> _Task_: Gather and copy every line of the listing below that contains the string "girl". Treat case as significant.

─── Dataset records ───

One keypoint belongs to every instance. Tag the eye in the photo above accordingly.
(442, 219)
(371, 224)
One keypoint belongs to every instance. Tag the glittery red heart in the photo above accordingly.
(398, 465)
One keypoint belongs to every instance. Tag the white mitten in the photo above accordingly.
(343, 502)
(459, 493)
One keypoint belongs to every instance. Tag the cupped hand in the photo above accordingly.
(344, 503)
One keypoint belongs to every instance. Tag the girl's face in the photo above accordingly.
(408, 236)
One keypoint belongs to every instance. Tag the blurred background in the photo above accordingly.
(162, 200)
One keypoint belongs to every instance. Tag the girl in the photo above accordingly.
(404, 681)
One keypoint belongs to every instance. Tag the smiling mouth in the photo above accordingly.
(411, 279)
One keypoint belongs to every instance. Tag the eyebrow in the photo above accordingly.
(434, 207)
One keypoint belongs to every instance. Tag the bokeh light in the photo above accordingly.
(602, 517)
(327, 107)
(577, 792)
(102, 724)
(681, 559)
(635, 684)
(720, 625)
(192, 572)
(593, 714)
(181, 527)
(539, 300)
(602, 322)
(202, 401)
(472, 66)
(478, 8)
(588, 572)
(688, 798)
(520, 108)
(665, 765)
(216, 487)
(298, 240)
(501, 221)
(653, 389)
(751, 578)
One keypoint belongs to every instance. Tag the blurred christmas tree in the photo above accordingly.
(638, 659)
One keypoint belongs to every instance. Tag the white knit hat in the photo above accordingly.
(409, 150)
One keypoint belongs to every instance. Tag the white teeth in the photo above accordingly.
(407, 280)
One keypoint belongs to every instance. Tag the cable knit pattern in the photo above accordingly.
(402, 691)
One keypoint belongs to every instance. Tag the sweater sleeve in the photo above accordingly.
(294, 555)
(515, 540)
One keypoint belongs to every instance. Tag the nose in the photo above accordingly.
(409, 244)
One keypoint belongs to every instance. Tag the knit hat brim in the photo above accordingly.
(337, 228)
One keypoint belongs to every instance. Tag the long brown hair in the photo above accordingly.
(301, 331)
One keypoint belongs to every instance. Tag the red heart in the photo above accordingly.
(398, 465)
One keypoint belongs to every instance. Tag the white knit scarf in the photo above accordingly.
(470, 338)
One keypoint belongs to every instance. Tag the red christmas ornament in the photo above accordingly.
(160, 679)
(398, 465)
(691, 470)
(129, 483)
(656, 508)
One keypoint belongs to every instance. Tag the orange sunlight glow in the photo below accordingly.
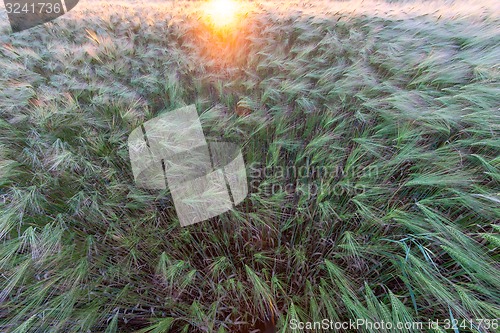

───

> _Complete response_:
One keypoint belongs to every instance. Tag the girl's face in the photo above accordingly.
One keypoint belongs to every instance. Tag the girl in the photo above accordingly.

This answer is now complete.